## WHAT TO PRODUCE
Can you print every line of the listing below, unchanged and in the same order?

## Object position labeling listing
'''

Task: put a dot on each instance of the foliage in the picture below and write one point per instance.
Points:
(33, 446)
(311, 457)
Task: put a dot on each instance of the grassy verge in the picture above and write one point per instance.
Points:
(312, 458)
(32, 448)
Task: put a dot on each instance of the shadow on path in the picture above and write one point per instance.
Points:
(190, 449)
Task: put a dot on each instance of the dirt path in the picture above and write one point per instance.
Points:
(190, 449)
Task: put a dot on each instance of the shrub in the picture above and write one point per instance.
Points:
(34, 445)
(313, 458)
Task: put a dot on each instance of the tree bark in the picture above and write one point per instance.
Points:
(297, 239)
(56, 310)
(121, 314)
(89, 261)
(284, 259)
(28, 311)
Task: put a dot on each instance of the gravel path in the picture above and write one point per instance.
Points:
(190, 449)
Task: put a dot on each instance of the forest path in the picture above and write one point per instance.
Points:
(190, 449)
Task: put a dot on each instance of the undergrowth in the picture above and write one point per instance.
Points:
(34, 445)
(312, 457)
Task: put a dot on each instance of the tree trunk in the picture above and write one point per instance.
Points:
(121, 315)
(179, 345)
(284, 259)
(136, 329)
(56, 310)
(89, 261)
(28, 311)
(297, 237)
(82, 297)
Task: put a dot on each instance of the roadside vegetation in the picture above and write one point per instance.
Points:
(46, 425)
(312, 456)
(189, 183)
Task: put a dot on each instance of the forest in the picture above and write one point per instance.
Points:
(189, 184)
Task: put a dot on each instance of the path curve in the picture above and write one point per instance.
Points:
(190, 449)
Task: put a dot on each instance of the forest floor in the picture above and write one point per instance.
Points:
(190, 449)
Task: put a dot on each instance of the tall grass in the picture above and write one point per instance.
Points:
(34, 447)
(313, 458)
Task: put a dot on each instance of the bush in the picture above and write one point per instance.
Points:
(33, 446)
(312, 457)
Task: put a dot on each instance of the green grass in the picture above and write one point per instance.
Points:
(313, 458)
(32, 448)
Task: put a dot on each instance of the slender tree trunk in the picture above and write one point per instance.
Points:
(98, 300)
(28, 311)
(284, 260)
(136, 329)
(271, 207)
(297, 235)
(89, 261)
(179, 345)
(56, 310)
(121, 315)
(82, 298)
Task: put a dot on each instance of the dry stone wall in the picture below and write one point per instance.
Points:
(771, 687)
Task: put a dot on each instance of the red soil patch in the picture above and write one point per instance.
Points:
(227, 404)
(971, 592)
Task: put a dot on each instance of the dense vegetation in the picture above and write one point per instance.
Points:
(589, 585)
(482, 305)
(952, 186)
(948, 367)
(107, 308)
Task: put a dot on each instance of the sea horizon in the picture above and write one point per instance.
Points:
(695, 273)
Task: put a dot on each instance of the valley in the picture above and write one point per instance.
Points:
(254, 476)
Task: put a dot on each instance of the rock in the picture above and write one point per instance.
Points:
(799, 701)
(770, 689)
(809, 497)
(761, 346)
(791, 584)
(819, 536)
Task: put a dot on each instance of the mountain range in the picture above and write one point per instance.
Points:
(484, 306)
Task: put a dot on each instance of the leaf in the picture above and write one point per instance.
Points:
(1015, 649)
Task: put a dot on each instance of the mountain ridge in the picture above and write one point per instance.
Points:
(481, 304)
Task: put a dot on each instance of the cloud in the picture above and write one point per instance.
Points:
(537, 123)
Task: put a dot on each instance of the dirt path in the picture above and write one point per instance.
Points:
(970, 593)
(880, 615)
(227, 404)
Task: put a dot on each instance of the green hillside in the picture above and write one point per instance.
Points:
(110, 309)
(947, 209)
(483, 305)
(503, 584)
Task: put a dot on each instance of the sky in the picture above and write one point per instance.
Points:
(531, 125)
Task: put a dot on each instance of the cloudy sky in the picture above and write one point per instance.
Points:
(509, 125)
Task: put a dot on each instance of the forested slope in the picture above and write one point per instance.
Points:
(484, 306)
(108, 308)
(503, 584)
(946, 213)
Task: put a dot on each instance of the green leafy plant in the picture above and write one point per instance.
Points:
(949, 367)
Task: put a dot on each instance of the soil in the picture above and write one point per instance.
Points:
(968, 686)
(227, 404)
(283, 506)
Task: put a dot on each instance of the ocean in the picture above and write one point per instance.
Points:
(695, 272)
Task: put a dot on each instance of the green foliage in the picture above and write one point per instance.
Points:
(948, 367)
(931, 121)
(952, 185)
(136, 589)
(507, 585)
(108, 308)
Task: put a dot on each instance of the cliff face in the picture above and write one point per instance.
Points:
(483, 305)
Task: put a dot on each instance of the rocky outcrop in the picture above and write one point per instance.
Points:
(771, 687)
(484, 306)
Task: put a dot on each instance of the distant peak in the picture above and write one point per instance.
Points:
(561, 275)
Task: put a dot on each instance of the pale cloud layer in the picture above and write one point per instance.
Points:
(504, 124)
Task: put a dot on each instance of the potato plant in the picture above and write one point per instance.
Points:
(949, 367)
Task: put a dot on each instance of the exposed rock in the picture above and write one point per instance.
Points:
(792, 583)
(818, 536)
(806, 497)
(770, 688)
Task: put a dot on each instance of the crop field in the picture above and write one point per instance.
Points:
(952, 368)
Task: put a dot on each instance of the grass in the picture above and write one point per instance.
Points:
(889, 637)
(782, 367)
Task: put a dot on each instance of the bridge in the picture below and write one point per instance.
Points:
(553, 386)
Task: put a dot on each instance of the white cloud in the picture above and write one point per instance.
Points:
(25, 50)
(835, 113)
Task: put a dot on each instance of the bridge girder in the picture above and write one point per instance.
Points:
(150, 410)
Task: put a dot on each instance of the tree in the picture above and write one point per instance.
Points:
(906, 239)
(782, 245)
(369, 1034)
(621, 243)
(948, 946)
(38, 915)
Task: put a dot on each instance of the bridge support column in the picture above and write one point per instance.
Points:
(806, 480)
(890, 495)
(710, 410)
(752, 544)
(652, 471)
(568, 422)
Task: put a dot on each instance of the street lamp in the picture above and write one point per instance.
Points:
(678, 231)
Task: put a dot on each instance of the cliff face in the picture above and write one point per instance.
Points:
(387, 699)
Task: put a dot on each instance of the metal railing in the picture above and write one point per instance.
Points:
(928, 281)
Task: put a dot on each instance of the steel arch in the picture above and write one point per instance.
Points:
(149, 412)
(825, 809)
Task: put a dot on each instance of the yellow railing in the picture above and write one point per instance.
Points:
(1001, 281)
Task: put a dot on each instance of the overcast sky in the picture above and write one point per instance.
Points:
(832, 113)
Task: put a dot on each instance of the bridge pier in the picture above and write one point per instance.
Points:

'''

## SOLUTION TO THE PROBLEM
Task: put a dot on each instance of the foliage in the picture below and write one point per instance.
Points:
(33, 446)
(311, 457)
Task: put a dot on each instance of the grassy verge in the picture above and write one point per instance.
Points:
(312, 458)
(32, 448)
Task: put a dot on each instance of the shadow on path in the picture above and write one point per instance.
Points:
(190, 449)
Task: put a dot on each instance of the dirt path in the picture above and write one point per instance.
Points:
(190, 449)
Task: put a dot on each instance of the shrub in the picture above and write one point per instance.
Points:
(34, 445)
(313, 458)
Task: put a dot on each instance of the tree bark in the picture above and write one point per instance.
Points:
(297, 239)
(56, 310)
(121, 314)
(89, 261)
(284, 259)
(28, 311)
Task: put a dot on each instance of the gravel path in the picture above and write one point per instance.
Points:
(190, 449)
Task: put a dot on each instance of the forest path in the picture above and write one point per instance.
Points:
(190, 449)
Task: put a dot on each instance of the undergrowth in the picture above and write one point per instance.
Points:
(34, 445)
(312, 457)
Task: put a dot on each instance of the tree trunk in the picture above and write one point per instance.
Points:
(121, 315)
(179, 345)
(284, 259)
(136, 329)
(56, 310)
(89, 261)
(28, 311)
(297, 237)
(82, 297)
Task: put a dot on each instance of the roadside vegetation in the picture above and write one point per instance.
Points:
(46, 425)
(312, 456)
(189, 183)
Task: put a dot on each instance of the forest in the picture above and write one point per instance.
Points:
(189, 184)
Task: put a dot on each instance of the path curve in the picture above and write one point per instance.
Points:
(190, 449)
Task: put a dot on each instance of the forest floor in the picture above and write one point per instance.
Points:
(190, 449)
Task: put a dot on each instance of the tall grass in the picture above and write one point per instance.
Points:
(34, 447)
(313, 458)
Task: put a dot on each instance of the bush in the picture above and write one point per instance.
Points:
(33, 446)
(312, 457)
Task: put a dot on each instance of the green grass in the picture above and write one point per instance.
Points:
(313, 458)
(32, 448)
Task: put a dot on each instance of the slender tree trunk in the picture above and write one point per instance.
Points:
(98, 300)
(28, 311)
(284, 260)
(136, 329)
(271, 207)
(297, 235)
(89, 261)
(179, 345)
(56, 310)
(121, 315)
(82, 298)
Task: put a dot on each instance of the dry stone wall in the picture below and write one point per instance.
Points:
(771, 687)
Task: put a dot on each instance of the red soil patch in the picture above and write one point per instance.
Points:
(227, 404)
(971, 592)
Task: put a dot on each instance of the dense vegetation in the picture above and write one point per instance.
Points:
(589, 585)
(482, 305)
(952, 186)
(948, 367)
(107, 308)
Task: put a dot on each instance of the sea horizon in the picture above and write one point per instance.
Points:
(695, 273)
Task: put a dot on each instance of the valley in the picture above and write one point per instance.
Points:
(254, 476)
Task: put a dot on each instance of the rock in the picture above and write one point per instance.
Points:
(799, 701)
(770, 689)
(809, 497)
(761, 346)
(791, 584)
(819, 536)
Task: put a dot on each instance of the mountain range in the picture above and write one point per instance.
Points:
(484, 306)
Task: put a dot on each instance of the leaf in the picture above and write one point per instance.
Points:
(1015, 649)
Task: put a dot on each instance of the mountain ridge in the picture above and write one point per instance.
Points:
(481, 304)
Task: put a dot on each instance of the cloud in the picture above and write one point per instance.
Points:
(537, 123)
Task: put a dot on each instance of the dirt path in the picture above and write one point per instance.
Points:
(970, 593)
(880, 615)
(227, 404)
Task: put a dot on each instance of the green hillside in the picture above and write one point per instance.
Points:
(110, 309)
(947, 209)
(483, 305)
(503, 584)
Task: put a dot on each instance of the sky in the picture above and write one point per instance.
Points:
(531, 125)
Task: put a dot on each instance of the cloudy sky in the picture above and write one point per instance.
Points:
(509, 125)
Task: put a dot on each instance of the forested slope in the picture above and write one point per instance.
Points:
(484, 306)
(108, 308)
(503, 584)
(946, 213)
Task: put a dot on each instance of the green leafy plant in the picture above and write one point per instance.
Points:
(949, 367)
Task: put a dot on each instance of the soil in the picture above and write one point per instance.
Points:
(968, 686)
(227, 404)
(283, 506)
Task: put a dot on each instance of the ocean in the picture above and write one point per instance.
Points:
(695, 272)
Task: put a dot on each instance of the green foliage in the picture above and write one point per instance.
Points:
(948, 367)
(931, 121)
(952, 185)
(136, 589)
(507, 585)
(108, 308)
Task: put a dot on each instance of the cliff face in the picture above and write one point per instance.
Points:
(483, 305)
Task: put a dot on each instance of the rocky outcrop in the picture above and write one point per instance.
Points:
(771, 687)
(484, 306)
Task: put a dot on each instance of the distant peak in the picture above and write one point per instance.
Points:
(561, 275)
Task: put a dot on each instance of the pale cloud layer in the picture above and write one point per instance.
Points:
(504, 124)
Task: put a dot on each instance of the potato plant in the picture above and write one point per instance.
Points:
(949, 367)
Task: put a dot on each instance of the exposed rock in the picture above and write one point per instance.
Points:
(792, 583)
(818, 536)
(806, 497)
(770, 688)
Task: put a dot on each instance of the crop field in the picture above and write one point per instance.
Points:
(952, 368)
Task: put a dot on each instance of the grass in the picture above and write one point per instance.
Points:
(889, 637)
(782, 367)
Task: put a dot on each instance of the bridge in the picture below and write one point per instance.
Points:
(553, 386)
Task: put a dot on each instance of the white cloud in the picture above and write one point per instance.
Points:
(25, 50)
(835, 113)
Task: put a dot on each instance of the bridge girder in the picture above and write one point per instance.
Points:
(150, 410)
Task: put a dot on each instance of the tree in the picture above and write one point per instance.
Points:
(906, 239)
(782, 245)
(369, 1034)
(621, 243)
(948, 946)
(38, 915)
Task: put a dot on each instance of the bridge support column in the picture above and write one point per instance.
Points:
(806, 480)
(890, 495)
(710, 410)
(752, 544)
(652, 471)
(568, 422)
Task: put a dot on each instance of the street lamp in the picture above and write one point per instance.
Points:
(678, 231)
Task: put a dot on each instance of the cliff face in the picture above and write one point per instance.
Points:
(387, 699)
Task: put a dot on each instance of the metal railing in the picture above and write one point per instance.
Points:
(928, 281)
Task: put a dot on each instance of the steel arch in the picture above and write one point per instance.
Points:
(149, 412)
(825, 809)
Task: put a dot on each instance of the yellow railing in the picture above and write one point per instance.
Points:
(1001, 281)
Task: put a dot on each instance of the overcast sky in the picture above and write one point per instance.
Points:
(832, 113)
Task: put a dot on each instance of the bridge pier in the picture above and write one point per instance.
Points:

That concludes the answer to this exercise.